(Passage):
--- Start ---

Soundtrack album by John Zorn
- Released: November 2008
- Recorded: 2008
- Genre: exotica avant-garde psychedelic ambient retro
- Length: 46:38
- Label: Tzadik TZ 7371
- Producer: John Zorn

John Zorn chronology
| Filmworks XXI: Belle de Nature/The New Rijksmuseum (2008) | Filmworks XXII: The Last Supper (2008) | The Crucible (2008) |

Filmworks chronology
| Filmworks XXI: Belle de Nature/The New Rijksmuseum (2008) | Filmworks XXII: The Last Supper (2008) | Filmworks XXIII: El General (2009) |

= Filmworks XXII: The Last Supper =

 Filmworks XXII: The Last Supper is a score by American composer John Zorn for Arno Bouchard's 2009 short science fiction/art film The Last Supper.

==Reception==

Allmusic said "Using what are likely the very first instruments used by human beings--that is, voices and percussion--Zorn weaves a spell that evokes medieval music, ethnic ritual, and avant-garde explorations of pure sound".

--- End ---

(Given problem 1): From the album page, extract the stretch from "John Zorn chronology" through "The Last Supper.", word for word.
The listing has no connection to the album page.

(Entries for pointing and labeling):
--- Start ---

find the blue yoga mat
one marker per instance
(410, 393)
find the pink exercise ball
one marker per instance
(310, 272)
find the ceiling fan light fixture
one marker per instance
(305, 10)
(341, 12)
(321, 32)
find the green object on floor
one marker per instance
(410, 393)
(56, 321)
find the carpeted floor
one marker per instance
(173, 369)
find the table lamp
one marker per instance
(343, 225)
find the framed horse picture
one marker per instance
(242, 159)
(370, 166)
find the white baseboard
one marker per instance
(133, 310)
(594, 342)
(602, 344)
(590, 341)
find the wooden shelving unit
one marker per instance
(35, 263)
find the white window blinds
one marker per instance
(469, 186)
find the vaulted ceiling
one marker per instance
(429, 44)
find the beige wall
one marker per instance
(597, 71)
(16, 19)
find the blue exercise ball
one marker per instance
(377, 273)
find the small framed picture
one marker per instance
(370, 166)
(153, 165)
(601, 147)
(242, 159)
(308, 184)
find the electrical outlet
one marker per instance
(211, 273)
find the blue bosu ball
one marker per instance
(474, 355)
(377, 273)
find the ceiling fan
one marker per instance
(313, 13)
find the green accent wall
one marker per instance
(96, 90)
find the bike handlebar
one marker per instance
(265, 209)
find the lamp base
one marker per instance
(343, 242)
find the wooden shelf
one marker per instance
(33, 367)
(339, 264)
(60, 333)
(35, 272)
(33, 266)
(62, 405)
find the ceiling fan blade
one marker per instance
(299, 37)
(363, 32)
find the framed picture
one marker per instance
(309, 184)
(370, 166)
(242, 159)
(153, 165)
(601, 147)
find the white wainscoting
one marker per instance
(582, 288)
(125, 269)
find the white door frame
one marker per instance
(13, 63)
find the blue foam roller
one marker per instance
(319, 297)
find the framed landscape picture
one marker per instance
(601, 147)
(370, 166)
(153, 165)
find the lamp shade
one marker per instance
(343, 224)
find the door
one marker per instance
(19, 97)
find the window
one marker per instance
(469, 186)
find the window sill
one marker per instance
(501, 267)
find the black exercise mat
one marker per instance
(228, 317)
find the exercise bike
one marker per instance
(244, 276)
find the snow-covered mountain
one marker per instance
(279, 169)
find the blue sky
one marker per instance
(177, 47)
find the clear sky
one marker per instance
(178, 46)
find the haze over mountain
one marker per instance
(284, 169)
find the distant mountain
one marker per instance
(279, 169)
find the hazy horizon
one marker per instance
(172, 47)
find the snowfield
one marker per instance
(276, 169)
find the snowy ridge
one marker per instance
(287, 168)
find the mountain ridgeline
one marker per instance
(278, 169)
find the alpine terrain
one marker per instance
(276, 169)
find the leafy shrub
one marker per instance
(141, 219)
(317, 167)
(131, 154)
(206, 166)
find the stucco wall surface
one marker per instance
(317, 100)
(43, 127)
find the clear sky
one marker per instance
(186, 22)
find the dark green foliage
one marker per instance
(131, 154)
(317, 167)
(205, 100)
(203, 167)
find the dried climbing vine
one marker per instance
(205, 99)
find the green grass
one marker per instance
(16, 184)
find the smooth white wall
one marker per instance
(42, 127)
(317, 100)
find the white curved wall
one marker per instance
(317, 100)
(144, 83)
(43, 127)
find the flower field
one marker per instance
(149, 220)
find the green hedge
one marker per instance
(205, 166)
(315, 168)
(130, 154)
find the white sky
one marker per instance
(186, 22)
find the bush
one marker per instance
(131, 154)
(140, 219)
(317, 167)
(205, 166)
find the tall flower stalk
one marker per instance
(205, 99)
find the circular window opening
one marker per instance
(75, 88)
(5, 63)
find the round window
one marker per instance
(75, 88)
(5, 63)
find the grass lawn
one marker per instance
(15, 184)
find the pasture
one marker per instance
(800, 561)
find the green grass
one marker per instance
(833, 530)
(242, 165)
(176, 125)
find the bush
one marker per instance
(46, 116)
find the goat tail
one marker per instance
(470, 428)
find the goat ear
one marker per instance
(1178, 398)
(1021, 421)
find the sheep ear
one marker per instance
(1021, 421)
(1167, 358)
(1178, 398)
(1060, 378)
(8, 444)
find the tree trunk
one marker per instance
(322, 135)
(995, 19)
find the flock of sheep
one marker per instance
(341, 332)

--- End ---

(Given problem 2): Show each line of the listing that contains the word "exercise".

(Final result 1):
John Zorn chronology
| Filmworks XXI: Belle de Nature/The New Rijksmuseum (2008) | Filmworks XXII: The Last Supper (2008) | The Crucible (2008) |

Filmworks chronology
| Filmworks XXI: Belle de Nature/The New Rijksmuseum (2008) | Filmworks XXII: The Last Supper (2008) | Filmworks XXIII: El General (2009) |

= Filmworks XXII: The Last Supper =

 Filmworks XXII: The Last Supper is a score by American composer John Zorn for Arno Bouchard's 2009 short science fiction/art film The Last Supper.

(Final result 2):
find the pink exercise ball
find the blue exercise ball
find the black exercise mat
find the exercise bike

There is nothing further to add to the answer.